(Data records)
_ _ _
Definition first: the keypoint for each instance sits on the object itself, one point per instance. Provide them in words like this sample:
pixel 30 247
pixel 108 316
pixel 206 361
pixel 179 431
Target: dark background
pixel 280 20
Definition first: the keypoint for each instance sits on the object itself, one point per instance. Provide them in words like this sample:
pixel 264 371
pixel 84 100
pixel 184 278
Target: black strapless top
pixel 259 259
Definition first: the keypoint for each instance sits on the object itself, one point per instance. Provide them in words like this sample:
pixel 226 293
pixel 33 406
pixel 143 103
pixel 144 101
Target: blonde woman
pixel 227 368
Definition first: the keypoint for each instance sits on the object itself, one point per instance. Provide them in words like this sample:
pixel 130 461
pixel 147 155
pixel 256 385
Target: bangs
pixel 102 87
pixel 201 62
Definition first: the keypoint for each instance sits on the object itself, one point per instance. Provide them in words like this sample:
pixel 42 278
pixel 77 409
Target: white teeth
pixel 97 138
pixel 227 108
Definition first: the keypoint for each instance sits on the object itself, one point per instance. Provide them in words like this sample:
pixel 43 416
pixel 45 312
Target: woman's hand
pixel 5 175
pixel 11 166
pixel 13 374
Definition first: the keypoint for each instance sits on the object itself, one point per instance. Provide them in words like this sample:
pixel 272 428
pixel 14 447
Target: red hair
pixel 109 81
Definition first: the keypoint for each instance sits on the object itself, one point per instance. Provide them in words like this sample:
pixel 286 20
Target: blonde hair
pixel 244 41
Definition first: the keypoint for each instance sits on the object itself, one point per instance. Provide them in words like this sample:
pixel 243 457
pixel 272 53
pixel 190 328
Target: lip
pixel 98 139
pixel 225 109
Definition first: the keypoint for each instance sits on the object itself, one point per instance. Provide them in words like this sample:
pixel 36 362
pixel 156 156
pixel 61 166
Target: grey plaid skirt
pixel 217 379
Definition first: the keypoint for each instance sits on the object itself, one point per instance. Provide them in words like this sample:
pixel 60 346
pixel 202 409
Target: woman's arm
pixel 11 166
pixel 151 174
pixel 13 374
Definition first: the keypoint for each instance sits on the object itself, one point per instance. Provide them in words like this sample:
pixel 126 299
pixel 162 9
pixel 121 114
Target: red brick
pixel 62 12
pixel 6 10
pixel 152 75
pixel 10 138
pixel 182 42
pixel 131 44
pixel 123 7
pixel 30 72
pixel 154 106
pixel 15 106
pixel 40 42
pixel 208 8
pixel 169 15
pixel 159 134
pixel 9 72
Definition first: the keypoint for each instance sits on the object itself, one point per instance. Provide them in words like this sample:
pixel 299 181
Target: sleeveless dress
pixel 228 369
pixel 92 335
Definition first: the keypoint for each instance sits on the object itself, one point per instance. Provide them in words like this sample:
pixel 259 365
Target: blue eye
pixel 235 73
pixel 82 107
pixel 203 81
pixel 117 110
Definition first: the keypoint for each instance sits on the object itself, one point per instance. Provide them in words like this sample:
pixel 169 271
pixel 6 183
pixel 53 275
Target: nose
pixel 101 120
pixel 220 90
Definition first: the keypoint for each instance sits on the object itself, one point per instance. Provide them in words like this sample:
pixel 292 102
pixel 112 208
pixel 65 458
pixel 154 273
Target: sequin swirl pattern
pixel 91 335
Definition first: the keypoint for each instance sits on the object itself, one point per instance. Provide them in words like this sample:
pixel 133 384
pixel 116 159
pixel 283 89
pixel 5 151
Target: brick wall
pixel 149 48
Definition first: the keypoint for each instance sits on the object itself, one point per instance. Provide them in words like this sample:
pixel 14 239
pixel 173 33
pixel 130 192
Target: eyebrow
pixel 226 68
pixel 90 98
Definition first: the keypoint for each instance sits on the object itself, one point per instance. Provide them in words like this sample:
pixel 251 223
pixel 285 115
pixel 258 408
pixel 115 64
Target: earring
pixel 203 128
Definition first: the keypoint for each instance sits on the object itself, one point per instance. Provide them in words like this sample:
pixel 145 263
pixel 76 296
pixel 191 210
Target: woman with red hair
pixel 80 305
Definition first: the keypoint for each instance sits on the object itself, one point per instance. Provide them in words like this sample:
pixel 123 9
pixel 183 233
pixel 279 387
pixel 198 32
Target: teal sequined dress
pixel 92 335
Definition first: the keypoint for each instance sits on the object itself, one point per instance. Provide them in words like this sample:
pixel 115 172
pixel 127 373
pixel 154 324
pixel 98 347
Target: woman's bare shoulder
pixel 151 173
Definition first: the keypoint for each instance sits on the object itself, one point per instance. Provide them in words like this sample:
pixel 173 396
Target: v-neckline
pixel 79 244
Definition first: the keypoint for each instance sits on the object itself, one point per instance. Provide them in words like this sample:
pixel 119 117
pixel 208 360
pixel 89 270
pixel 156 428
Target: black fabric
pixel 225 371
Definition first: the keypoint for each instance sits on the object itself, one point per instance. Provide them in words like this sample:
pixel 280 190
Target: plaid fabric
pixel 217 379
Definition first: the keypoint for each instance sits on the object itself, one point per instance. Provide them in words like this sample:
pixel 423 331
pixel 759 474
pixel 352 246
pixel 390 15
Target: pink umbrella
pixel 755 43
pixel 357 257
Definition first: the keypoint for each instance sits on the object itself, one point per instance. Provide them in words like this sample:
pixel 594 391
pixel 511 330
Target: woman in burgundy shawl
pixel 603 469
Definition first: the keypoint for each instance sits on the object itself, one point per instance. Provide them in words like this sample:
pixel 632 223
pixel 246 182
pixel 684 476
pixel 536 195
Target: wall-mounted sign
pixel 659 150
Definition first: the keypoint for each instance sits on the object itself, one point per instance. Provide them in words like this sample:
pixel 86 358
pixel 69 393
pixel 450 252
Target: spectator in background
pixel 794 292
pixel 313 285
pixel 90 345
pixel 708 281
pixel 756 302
_ _ _
**Task directions:** Without altering anything, print all of the data again.

**Expected answer:**
Definition first: the keypoint for each instance sits on the object itself, one point per instance. Provide them in words like this sample:
pixel 30 247
pixel 108 316
pixel 206 361
pixel 179 431
Target: dark background
pixel 280 20
Definition first: the keypoint for each instance sits on the object itself, one point per instance. Provide them in words like this sample:
pixel 264 371
pixel 84 100
pixel 184 278
Target: black strapless top
pixel 259 259
Definition first: the keypoint for each instance sits on the object itself, one point per instance. Provide them in words like this sample:
pixel 226 293
pixel 33 406
pixel 143 103
pixel 144 101
Target: blonde woman
pixel 227 368
Definition first: the keypoint for each instance sits on the object itself, one point per instance. Provide them in words like this sample:
pixel 130 461
pixel 147 155
pixel 256 385
Target: bangs
pixel 102 87
pixel 201 62
Definition first: the keypoint for each instance sits on the object itself, one point per instance. Provide them in words like this sample:
pixel 42 278
pixel 77 409
Target: white teeth
pixel 97 138
pixel 227 108
Definition first: the keypoint for each instance sits on the object itself, one point per instance. Provide them in words like this sample:
pixel 43 416
pixel 45 312
Target: woman's hand
pixel 5 175
pixel 11 166
pixel 13 374
Definition first: the keypoint for each instance sits on the object itself, one point per instance. Provide them in words like this sample:
pixel 272 428
pixel 14 447
Target: red hair
pixel 109 81
Definition first: the keypoint for each instance sits on the object itself, one point per instance. Provide them in words like this sample:
pixel 286 20
Target: blonde hair
pixel 244 41
Definition first: the keypoint for each instance sits on the object itself, one point per instance. Provide them in words like this sample:
pixel 243 457
pixel 272 53
pixel 190 328
Target: lip
pixel 98 139
pixel 225 109
Definition first: the keypoint for each instance sits on the object itself, one point per instance. Provide them in words like this sample:
pixel 36 362
pixel 156 156
pixel 61 166
Target: grey plaid skirt
pixel 217 379
Definition first: the keypoint for each instance sits on the object itself, one point per instance. Provide them in words like this sample:
pixel 60 346
pixel 202 409
Target: woman's arm
pixel 11 166
pixel 151 174
pixel 13 374
Definition first: the keypoint for each instance sits on the object itself, one point per instance. Provide them in words like this sample:
pixel 126 299
pixel 162 9
pixel 121 114
Target: red brick
pixel 62 12
pixel 6 10
pixel 152 75
pixel 10 138
pixel 182 42
pixel 131 44
pixel 123 7
pixel 30 72
pixel 154 106
pixel 15 106
pixel 40 42
pixel 208 8
pixel 169 15
pixel 159 134
pixel 9 72
Definition first: the keypoint for each instance sits on the object itself, one point per instance. Provide them in words like this sample:
pixel 299 181
Target: sleeveless dress
pixel 228 369
pixel 92 335
Definition first: the keypoint for each instance sits on the object itself, one point per instance. Provide them in words like this sample:
pixel 259 365
Target: blue eye
pixel 235 73
pixel 82 107
pixel 203 81
pixel 117 110
Definition first: the keypoint for each instance sits on the object itself, one point per instance. Provide them in words like this sample:
pixel 169 271
pixel 6 183
pixel 53 275
Target: nose
pixel 101 120
pixel 220 90
Definition first: the keypoint for each instance sits on the object itself, one point per instance. Provide them in words like this sample:
pixel 292 102
pixel 112 208
pixel 65 458
pixel 154 273
Target: sequin swirl pattern
pixel 91 335
Definition first: the keypoint for each instance sits on the object itself, one point per instance. Provide them in words like this sample:
pixel 133 384
pixel 116 159
pixel 283 89
pixel 5 151
Target: brick wall
pixel 149 48
Definition first: the keypoint for each instance sits on the object itself, one point per instance. Provide them in words like this sample:
pixel 14 239
pixel 173 33
pixel 130 192
Target: eyebrow
pixel 226 68
pixel 90 98
Definition first: the keypoint for each instance sits on the object itself, one point per instance. Provide them in words like this sample:
pixel 251 223
pixel 285 115
pixel 258 408
pixel 115 64
Target: earring
pixel 203 128
Definition first: the keypoint for each instance sits on the object itself, one point per instance. Provide them in words like this sample:
pixel 145 263
pixel 76 296
pixel 191 210
Target: woman with red hair
pixel 80 305
Definition first: the keypoint for each instance sits on the object itself, one point per instance. Provide them in words like this sample:
pixel 123 9
pixel 183 233
pixel 279 387
pixel 198 32
Target: teal sequined dress
pixel 92 335
Definition first: the keypoint for each instance sits on the object itself, one point per instance. Provide them in words like this sample:
pixel 115 172
pixel 127 373
pixel 154 324
pixel 98 347
Target: woman's bare shoulder
pixel 151 173
Definition first: the keypoint for each instance sits on the object itself, one point per instance. Provide them in words like this sample:
pixel 173 396
Target: v-neckline
pixel 79 244
Definition first: the keypoint for each instance sits on the object itself, one point per instance. Provide them in words like this sample:
pixel 119 117
pixel 208 360
pixel 89 270
pixel 156 428
Target: black fabric
pixel 225 371
Definition first: the keypoint for each instance sits on the object itself, one point per instance. Provide them in words like this sample:
pixel 280 190
Target: plaid fabric
pixel 217 379
Definition first: the keypoint for each instance sits on the object itself, one point per instance. Provide them in words like this sample:
pixel 423 331
pixel 759 474
pixel 352 246
pixel 390 15
Target: pink umbrella
pixel 755 43
pixel 357 257
Definition first: the keypoint for each instance sits on the object itself, one point per instance. Provide them in words like this sample:
pixel 594 391
pixel 511 330
Target: woman in burgundy shawl
pixel 603 469
Definition first: the keypoint for each instance sits on the object itself, one point per instance. Provide them in words like this sample:
pixel 632 223
pixel 246 182
pixel 684 476
pixel 536 195
Target: wall-mounted sign
pixel 659 150
Definition first: the keypoint for each instance sits on the object itself, one point per instance. Provide them in words like this sample:
pixel 86 358
pixel 69 393
pixel 450 252
Target: spectator in background
pixel 794 292
pixel 313 285
pixel 90 345
pixel 708 281
pixel 756 302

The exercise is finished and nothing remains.